● Text excerpt
※ ※ ※
St. Vincent to receive $2M as part of Cuyahoga County opioid lawsuit settlement

On October 10, 2019, officials from Cuyahoga County announced plans for using $23.1 million won in settlements with opioid manufacturers to bolster treatment for addicts, prevent further addiction, and make investments in some agencies impacted by the opioid epidemic. St. Vincent Charity Medical Center has been selected to receive $2 million of that sum to expand addiction treatment services at Rosary Hall.

St. Vincent Charity’s Rosary Hall is Ohio’s first and best hospital-based addiction treatment center. Rosary Hall has been at the forefront of treating drug dependency for more than 60 years – treating more than 170,000 people who struggled with alcohol or drug addiction with the compassionate care that is the hallmark of St. Vincent Charity.

“The expansion of services provided at St. Vincent Charity Medical Center and Rosary Hall will make an invaluable difference in our community,” said Janice G. Murphy, MSN, RN, FACHE, president and CEO, St. Vincent Charity Medical Center. “We are grateful to the County Executive and his team for trusting St. Vincent Charity Medical Center with this important opportunity.”

The Opioid Mitigation Crisis Plan will use the $23 million the county received as a settlement to fund evidence-based, impactful, sustainable programs with a focus on prevention, treatment and recovery.
Money provided to Rosary Hall will be used to provide peer recovery support to help individuals access the services they need to support their long-term recovery. St. Vincent also intends to expand outpatient programs to provide longer-term support and increase access intensive outpatient treatment programs that include group sessions, counseling and other services.
※ ※ ※
● Excerpted records
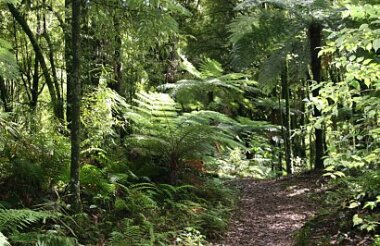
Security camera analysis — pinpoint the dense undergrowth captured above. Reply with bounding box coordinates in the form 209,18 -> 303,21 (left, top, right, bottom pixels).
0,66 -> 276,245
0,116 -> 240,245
※ ※ ※
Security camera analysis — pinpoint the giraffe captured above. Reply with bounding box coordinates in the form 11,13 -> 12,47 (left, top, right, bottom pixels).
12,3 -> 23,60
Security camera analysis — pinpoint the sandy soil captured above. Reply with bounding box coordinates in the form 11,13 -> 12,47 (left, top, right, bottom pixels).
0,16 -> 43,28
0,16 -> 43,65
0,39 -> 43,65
※ ※ ※
● Task list
(1) Copy the article on St. Vincent's opioid settlement funding from "St. Vincent to" up to and including "at Rosary Hall.".
(2) Resume the article on St. Vincent's opioid settlement funding after its final sentence.

● Results for each task
(1)
St. Vincent to receive $2M as part of Cuyahoga County opioid lawsuit settlement

On October 10, 2019, officials from Cuyahoga County announced plans for using $23.1 million won in settlements with opioid manufacturers to bolster treatment for addicts, prevent further addiction, and make investments in some agencies impacted by the opioid epidemic. St. Vincent Charity Medical Center has been selected to receive $2 million of that sum to expand addiction treatment services at Rosary Hall.

(2)
“We see hundreds of individuals in our emergency room every year as a result of opioid overdose. We know the true cost to the lives of those who are addicted to opioids and to their families and loved ones,” Murphy said. “We would like to focus our initial efforts on individuals who come to our emergency department as a result of an overdose. We know that only one third of these patients are admitted into the hospital. That means that many people need follow-up outreach to provide options and support in their efforts to determine if they are ready to seek addiction recovery services.”

With this funding, Rosary Hall intends to add a complement of evidence-based practices that are proven to support long-term recovery, including:

  • Expanding outpatient services through outpatient counseling and a clinic that can provide patients with ongoing medical management and counseling to avoid relapse and recidivism.
  • Expanding intensive treatments such as Rosary Hall’s current intensive outpatient treatment programs in addition to a partial hospitalization program (PHP), a type of outpatient treatment program for addiction patients who require a higher level of care than standard outpatient care is able to provide.
  • Expanding supports and increasing access to peer support and support during the transitions between care as well as access to integrated care.

“You can go through detox, but that’s one moment in time,” Murphy said. “Then you have to go back out in the real world with the same stressors, the same things that drove you to the drugs. And with this peer support, we can really help people stay drug free, alcohol free.”